Working data

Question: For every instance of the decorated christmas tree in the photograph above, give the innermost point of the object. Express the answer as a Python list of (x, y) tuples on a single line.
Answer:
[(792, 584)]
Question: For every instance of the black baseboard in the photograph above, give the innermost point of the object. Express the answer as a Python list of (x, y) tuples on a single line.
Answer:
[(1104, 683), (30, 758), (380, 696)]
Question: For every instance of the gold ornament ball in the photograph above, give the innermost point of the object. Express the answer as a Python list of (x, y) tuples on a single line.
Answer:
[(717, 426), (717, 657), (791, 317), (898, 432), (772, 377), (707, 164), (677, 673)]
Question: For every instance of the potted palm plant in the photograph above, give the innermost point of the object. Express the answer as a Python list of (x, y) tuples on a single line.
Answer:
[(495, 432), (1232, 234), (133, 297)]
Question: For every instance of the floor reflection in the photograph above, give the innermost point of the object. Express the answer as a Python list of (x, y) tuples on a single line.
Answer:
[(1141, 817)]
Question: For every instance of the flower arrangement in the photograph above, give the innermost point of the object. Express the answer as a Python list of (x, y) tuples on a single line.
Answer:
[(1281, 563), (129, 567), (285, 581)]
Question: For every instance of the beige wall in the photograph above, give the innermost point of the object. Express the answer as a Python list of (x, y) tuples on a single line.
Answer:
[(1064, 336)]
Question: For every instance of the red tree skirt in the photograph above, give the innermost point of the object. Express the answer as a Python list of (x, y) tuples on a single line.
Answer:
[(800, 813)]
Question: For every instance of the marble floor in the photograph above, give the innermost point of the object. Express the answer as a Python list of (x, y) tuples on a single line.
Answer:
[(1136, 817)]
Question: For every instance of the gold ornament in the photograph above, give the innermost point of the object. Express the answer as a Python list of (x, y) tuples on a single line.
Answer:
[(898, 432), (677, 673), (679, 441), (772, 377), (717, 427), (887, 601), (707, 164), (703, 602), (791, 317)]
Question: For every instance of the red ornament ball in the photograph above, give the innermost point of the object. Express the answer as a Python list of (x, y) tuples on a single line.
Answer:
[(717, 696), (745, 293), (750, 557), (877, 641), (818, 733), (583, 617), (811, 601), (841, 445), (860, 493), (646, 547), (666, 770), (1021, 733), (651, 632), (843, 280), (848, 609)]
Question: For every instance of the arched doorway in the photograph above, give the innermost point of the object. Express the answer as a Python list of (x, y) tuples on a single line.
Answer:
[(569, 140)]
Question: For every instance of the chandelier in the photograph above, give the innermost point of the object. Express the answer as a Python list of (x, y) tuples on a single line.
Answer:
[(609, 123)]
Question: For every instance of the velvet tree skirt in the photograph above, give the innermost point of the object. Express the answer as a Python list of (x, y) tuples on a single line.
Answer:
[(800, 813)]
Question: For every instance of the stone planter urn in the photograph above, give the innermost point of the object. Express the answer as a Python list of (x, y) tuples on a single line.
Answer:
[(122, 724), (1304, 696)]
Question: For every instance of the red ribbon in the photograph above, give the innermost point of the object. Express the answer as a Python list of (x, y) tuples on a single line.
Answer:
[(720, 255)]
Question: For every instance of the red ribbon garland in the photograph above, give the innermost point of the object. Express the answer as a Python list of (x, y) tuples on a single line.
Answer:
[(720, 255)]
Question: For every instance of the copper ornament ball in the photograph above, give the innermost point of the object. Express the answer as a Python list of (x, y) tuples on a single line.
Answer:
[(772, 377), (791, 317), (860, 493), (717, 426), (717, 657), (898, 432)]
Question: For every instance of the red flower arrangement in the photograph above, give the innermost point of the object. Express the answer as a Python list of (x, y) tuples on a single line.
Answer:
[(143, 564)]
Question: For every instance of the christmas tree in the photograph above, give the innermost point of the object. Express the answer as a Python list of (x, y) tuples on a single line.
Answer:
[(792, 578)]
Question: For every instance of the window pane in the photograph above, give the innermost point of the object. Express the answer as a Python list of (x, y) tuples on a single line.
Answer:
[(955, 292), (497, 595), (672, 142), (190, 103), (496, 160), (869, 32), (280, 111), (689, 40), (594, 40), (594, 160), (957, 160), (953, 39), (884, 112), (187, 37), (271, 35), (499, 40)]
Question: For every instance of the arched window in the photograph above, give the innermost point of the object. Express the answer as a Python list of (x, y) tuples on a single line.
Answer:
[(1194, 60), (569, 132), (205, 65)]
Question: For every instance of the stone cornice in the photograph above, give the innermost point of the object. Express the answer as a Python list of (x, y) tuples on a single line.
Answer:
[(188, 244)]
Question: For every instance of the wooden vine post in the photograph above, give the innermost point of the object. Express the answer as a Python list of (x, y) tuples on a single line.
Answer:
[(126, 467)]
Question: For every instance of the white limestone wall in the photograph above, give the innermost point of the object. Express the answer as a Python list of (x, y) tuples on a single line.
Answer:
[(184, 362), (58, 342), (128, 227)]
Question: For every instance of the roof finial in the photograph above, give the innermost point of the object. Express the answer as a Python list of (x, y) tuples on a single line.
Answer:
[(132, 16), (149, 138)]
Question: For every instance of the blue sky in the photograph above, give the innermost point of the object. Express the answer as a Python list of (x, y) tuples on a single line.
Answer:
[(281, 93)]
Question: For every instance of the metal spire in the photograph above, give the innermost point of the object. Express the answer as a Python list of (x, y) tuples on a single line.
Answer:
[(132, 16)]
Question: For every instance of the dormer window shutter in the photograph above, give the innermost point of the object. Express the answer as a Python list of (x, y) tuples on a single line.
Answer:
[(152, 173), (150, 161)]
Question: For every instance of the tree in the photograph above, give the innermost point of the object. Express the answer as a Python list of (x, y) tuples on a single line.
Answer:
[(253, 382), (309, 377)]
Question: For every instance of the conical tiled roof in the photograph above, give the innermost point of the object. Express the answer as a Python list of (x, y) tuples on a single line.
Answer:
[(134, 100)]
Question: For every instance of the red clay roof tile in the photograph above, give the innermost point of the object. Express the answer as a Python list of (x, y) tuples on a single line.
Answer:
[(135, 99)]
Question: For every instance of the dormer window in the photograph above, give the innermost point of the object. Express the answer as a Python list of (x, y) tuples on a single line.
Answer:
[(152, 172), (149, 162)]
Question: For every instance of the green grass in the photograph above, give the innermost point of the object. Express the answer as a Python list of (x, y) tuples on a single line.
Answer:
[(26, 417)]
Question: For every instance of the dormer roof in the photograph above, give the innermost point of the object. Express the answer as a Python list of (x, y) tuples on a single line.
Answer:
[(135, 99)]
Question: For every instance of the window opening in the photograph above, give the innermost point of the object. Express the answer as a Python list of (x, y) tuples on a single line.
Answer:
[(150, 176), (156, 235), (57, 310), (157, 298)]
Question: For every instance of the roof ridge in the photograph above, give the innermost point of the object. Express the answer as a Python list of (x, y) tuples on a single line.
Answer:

Description of the task
Format the items above as a JSON list of strings, one string per line, with blank lines omitted.

Solution for this task
[
  "Question: For every instance of the decorated christmas tree in the photograph above, give the innermost point of the object. Express the answer as a Python list of (x, y) tuples on a single line.",
  "Answer:",
  "[(792, 584)]",
  "Question: For every instance of the black baseboard in the photograph above, give the innermost point of the object. Express the answer as a Python list of (x, y) tuples on a single line.",
  "Answer:",
  "[(1104, 683), (30, 758), (380, 696)]",
  "Question: For every instance of the gold ornament ball in the photograph above, give the innermost point of the object. Express the answer as a Python list of (x, y) tuples on a single line.",
  "Answer:",
  "[(717, 426), (717, 657), (791, 317), (898, 432), (772, 377), (707, 164), (677, 673)]",
  "Question: For every instance of the potted palm plant in the photograph above, give the innermost point of the object. Express the answer as a Python list of (x, y) tuples on a single line.",
  "Answer:",
  "[(495, 432), (1232, 234), (133, 297)]",
  "Question: For every instance of the floor reflection in the photograph above, give the innermost point of the object. Express the answer as a Python list of (x, y) tuples on a single line.",
  "Answer:",
  "[(1141, 817)]",
  "Question: For every instance of the flower arrangement in the photograph above, give the innermost point of the object. Express the answer as a Python list of (x, y) tuples on a single line.",
  "Answer:",
  "[(1281, 563), (129, 567), (285, 581)]",
  "Question: For every instance of the beige wall in the photograph above, give the innermost point of the object. Express the answer as a Python list of (x, y) tuples on a single line.",
  "Answer:",
  "[(1064, 336)]",
  "Question: For every instance of the red tree skirt in the photograph above, give the innermost point of the object. Express the answer as a Python list of (x, y) tuples on a single line.",
  "Answer:",
  "[(800, 813)]",
  "Question: For every instance of the marble floor in the photograph above, give the innermost point of the object. Express the answer as a Python list of (x, y) tuples on a single line.",
  "Answer:",
  "[(1136, 817)]",
  "Question: For every instance of the gold ornament in the photograph above, give the innermost point of the object. Express the answer as a Python list of (x, y) tuples on a single line.",
  "Answer:",
  "[(898, 432), (677, 673), (679, 441), (772, 377), (717, 427), (887, 601), (707, 164), (703, 602), (791, 317)]",
  "Question: For every instance of the red ornament ball in the photograph above, give the innermost point of the object. Express the answer as a Python list of (x, y) tuples on a single line.",
  "Answer:",
  "[(717, 696), (745, 293), (750, 557), (877, 641), (818, 733), (583, 617), (811, 601), (841, 445), (860, 493), (646, 547), (666, 770), (1021, 733), (651, 632), (843, 280), (848, 609)]",
  "Question: For every instance of the arched doorway in the photograph above, give the innermost point of the object. Express the answer as a Python list of (x, y) tuples on a single line.",
  "Answer:",
  "[(569, 140)]",
  "Question: For every instance of the chandelier in the photograph above, give the innermost point of the object. Express the answer as a Python list of (x, y) tuples on a single line.",
  "Answer:",
  "[(609, 123)]",
  "Question: For every instance of the velvet tree skirt in the photograph above, give the innermost point of the object. Express the answer as a Python list of (x, y) tuples on a single line.",
  "Answer:",
  "[(800, 813)]",
  "Question: For every instance of the stone planter urn in the photograph above, give the innermost point of the object. Express the answer as a Python list of (x, y) tuples on a single line.",
  "Answer:",
  "[(122, 724), (1304, 696)]",
  "Question: For every instance of the red ribbon in the photograph above, give the innermost point of the object. Express the answer as a Python list of (x, y) tuples on a single line.",
  "Answer:",
  "[(720, 255)]",
  "Question: For every instance of the red ribbon garland in the photograph above, give the innermost point of the object. Express the answer as a Python list of (x, y) tuples on a single line.",
  "Answer:",
  "[(720, 255)]",
  "Question: For every instance of the copper ornament ball in the photograph above, give the innermost point of the object. Express the answer as a Python list of (x, y) tuples on a single line.",
  "Answer:",
  "[(772, 377), (791, 317), (860, 493), (717, 426), (717, 657), (898, 432)]",
  "Question: For every instance of the red flower arrangement in the photograph above, give the innermost point of the object. Express the answer as a Python list of (x, y) tuples on a single line.",
  "Answer:",
  "[(143, 564)]",
  "Question: For every instance of the christmas tree in the photograph above, give the innermost point of the object. Express the answer as a Python list of (x, y) tuples on a single line.",
  "Answer:",
  "[(792, 578)]",
  "Question: For every instance of the window pane in the photograph above, give the innermost point of the object. Express the answer as a Python list of (x, y) tuples on a single line.",
  "Answer:",
  "[(955, 292), (497, 595), (672, 142), (190, 103), (496, 160), (869, 32), (280, 111), (689, 40), (594, 40), (594, 160), (957, 160), (953, 39), (884, 112), (187, 37), (271, 35), (499, 40)]",
  "Question: For every instance of the arched window in the photograph above, give the innermost point of the object. Express the answer as a Python list of (x, y) tuples on a single line.",
  "Answer:",
  "[(1194, 60), (569, 132), (205, 65)]",
  "Question: For every instance of the stone cornice in the photograph above, give the innermost point of the object. Express the answer as a Python list of (x, y) tuples on a single line.",
  "Answer:",
  "[(188, 244)]",
  "Question: For every instance of the wooden vine post in the photograph above, give the innermost point of the object. Express the answer as a Python list of (x, y) tuples on a single line.",
  "Answer:",
  "[(126, 467)]",
  "Question: For every instance of the white limestone wall in the photograph above, give the innermost point of the object. Express the answer as a Python list of (x, y) tuples on a single line.",
  "Answer:",
  "[(184, 362), (58, 342), (128, 227)]",
  "Question: For every instance of the roof finial in the photograph above, give the innermost point of the object. Express the answer as a Python list of (x, y) tuples on a single line.",
  "Answer:",
  "[(132, 16), (149, 138)]",
  "Question: For every instance of the blue sky in the photograph above, give the innermost point of the object. Express the answer as a Python list of (x, y) tuples on a single line.",
  "Answer:",
  "[(281, 93)]",
  "Question: For every instance of the metal spire in the photograph above, give the innermost point of the object. Express the answer as a Python list of (x, y) tuples on a single line.",
  "Answer:",
  "[(132, 16)]",
  "Question: For every instance of the dormer window shutter in the photograph above, give the innermost point of the object. Express the answer as a Python list of (x, y) tuples on a single line.",
  "Answer:",
  "[(152, 173), (150, 161)]",
  "Question: For every instance of the tree in the photograph above, give the innermost point of the object. Express the answer as a Python list of (x, y) tuples on a single line.",
  "Answer:",
  "[(253, 382), (309, 377)]",
  "Question: For every instance of the conical tiled roof in the photograph above, give the innermost point of the object. Express the answer as a Python list of (x, y) tuples on a single line.",
  "Answer:",
  "[(134, 100)]",
  "Question: For every instance of the red clay roof tile in the photograph above, give the innermost point of the object. Express the answer as a Python list of (x, y) tuples on a single line.",
  "Answer:",
  "[(135, 99)]",
  "Question: For every instance of the dormer window in the photograph above, give the innermost point of the object. Express the answer as a Python list of (x, y) tuples on a single line.",
  "Answer:",
  "[(152, 172), (149, 162)]",
  "Question: For every instance of the green grass in the photograph above, give the innermost point of the object. Express the answer as a Python list of (x, y) tuples on a single line.",
  "Answer:",
  "[(26, 417)]",
  "Question: For every instance of the dormer roof in the photograph above, give the innermost point of the object. Express the answer as a Python list of (x, y) tuples on a single line.",
  "Answer:",
  "[(135, 99)]",
  "Question: For every instance of the window opening in the photograph above, give the innermost point of the object. Express the answer as a Python list of (x, y) tuples on a single line.",
  "Answer:",
  "[(150, 176), (156, 235), (57, 310), (157, 298)]",
  "Question: For every instance of the roof ridge in the photograph above, give the innermost point of the object. Express the answer as a Python list of (x, y) tuples on a single line.",
  "Answer:"
]